━━━ Items ━━━

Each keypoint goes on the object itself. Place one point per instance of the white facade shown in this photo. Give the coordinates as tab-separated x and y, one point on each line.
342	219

━━━
━━━ Items ━━━

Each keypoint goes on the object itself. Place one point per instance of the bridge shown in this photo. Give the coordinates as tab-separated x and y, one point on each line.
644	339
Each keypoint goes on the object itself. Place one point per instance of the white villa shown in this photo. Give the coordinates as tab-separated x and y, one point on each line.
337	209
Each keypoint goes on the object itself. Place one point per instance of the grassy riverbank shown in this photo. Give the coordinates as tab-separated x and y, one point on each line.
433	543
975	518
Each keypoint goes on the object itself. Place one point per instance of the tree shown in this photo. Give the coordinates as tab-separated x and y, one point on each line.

━━━

▶ **Exercise goal**
Copy the data from the line with "the white villa" to the line with "of the tree", replacing "coordinates" with "positions" and leaving everything else unchanged.

▶ **Written answer**
Each keypoint goes on the object itself. Place one point per instance of the white villa shown in this photo. Give the positions as tab-separated x and y, one point on each line.
337	209
Each keypoint goes on the object itself. Place one point per instance of the grassy riverbank shown in this photo. Give the positions as tab-separated x and y, one point on each line.
433	543
975	518
Each keypoint goes on the object itself. Place one point per instance of the tree shown in this photo. Give the positions as tab-separated x and y, one point on each line.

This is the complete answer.